TO DO: Would you return the entries exactly, with every line intact?
—————
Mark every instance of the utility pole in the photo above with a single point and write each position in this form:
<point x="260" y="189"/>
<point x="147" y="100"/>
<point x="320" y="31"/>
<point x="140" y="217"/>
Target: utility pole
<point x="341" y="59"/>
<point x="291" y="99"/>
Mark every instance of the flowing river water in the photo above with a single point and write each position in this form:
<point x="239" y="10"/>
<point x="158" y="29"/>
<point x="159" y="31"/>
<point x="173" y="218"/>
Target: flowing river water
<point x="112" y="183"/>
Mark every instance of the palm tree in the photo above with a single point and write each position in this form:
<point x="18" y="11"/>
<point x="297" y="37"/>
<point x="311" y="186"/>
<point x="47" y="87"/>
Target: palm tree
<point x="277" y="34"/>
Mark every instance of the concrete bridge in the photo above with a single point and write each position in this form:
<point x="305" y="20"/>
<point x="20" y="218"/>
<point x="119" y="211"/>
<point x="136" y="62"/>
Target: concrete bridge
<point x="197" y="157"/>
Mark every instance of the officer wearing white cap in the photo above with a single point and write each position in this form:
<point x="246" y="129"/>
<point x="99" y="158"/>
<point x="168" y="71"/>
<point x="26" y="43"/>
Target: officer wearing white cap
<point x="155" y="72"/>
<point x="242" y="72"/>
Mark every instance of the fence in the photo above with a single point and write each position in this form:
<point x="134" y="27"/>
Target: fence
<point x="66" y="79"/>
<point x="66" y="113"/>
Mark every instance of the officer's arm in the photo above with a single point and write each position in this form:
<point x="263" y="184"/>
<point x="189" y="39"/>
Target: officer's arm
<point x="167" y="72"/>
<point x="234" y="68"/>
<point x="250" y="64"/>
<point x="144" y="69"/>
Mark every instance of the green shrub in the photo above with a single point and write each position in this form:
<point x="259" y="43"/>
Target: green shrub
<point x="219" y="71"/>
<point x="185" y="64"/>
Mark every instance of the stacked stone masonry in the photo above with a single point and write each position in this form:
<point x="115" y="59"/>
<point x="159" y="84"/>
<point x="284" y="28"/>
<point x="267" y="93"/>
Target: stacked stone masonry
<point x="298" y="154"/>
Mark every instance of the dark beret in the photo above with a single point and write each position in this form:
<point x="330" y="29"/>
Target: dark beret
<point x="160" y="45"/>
—————
RESULT BELOW:
Mark every instance of the utility pole in the photo above with a single point and write each position in this form:
<point x="260" y="189"/>
<point x="147" y="100"/>
<point x="320" y="31"/>
<point x="140" y="217"/>
Target: utility pole
<point x="341" y="59"/>
<point x="291" y="99"/>
Mark every instance of the flowing river water in the photo above with a single point and write each position in this form:
<point x="239" y="10"/>
<point x="158" y="29"/>
<point x="159" y="31"/>
<point x="173" y="218"/>
Target: flowing river water
<point x="112" y="183"/>
Mark every instance of the palm tree in the photo above with a single point and write each position in this form:
<point x="18" y="11"/>
<point x="297" y="37"/>
<point x="311" y="186"/>
<point x="47" y="87"/>
Target: palm tree
<point x="277" y="34"/>
Mark every instance of the concrete bridge in the photo above with a single point and write each position in this form:
<point x="305" y="20"/>
<point x="20" y="218"/>
<point x="119" y="211"/>
<point x="136" y="62"/>
Target: concrete bridge
<point x="197" y="157"/>
Mark every instance of the officer wearing white cap in the photo above with a single point and write each position in this form:
<point x="246" y="129"/>
<point x="99" y="158"/>
<point x="168" y="71"/>
<point x="26" y="43"/>
Target: officer wearing white cap
<point x="155" y="72"/>
<point x="242" y="72"/>
Mark every instance of the fence in the photo above with a single point and write each position in this form:
<point x="134" y="27"/>
Target: fence
<point x="66" y="79"/>
<point x="66" y="113"/>
Mark every instance of the officer's arm in the photo above with a single point and write each position in this form:
<point x="263" y="184"/>
<point x="189" y="39"/>
Target: officer's arm
<point x="167" y="72"/>
<point x="234" y="68"/>
<point x="250" y="64"/>
<point x="144" y="69"/>
Mark every instance of the green shrub in the photo above with a single point and write each position in this form:
<point x="259" y="43"/>
Target: green shrub
<point x="219" y="71"/>
<point x="185" y="64"/>
Mark every instance of the stacked stone masonry in the photo above with a single point and write each position in this form:
<point x="115" y="59"/>
<point x="159" y="84"/>
<point x="284" y="28"/>
<point x="267" y="93"/>
Target: stacked stone masonry
<point x="298" y="154"/>
Mark every instance of the dark beret in the photo above with a single point and write each position in this form:
<point x="330" y="29"/>
Target: dark beret
<point x="160" y="45"/>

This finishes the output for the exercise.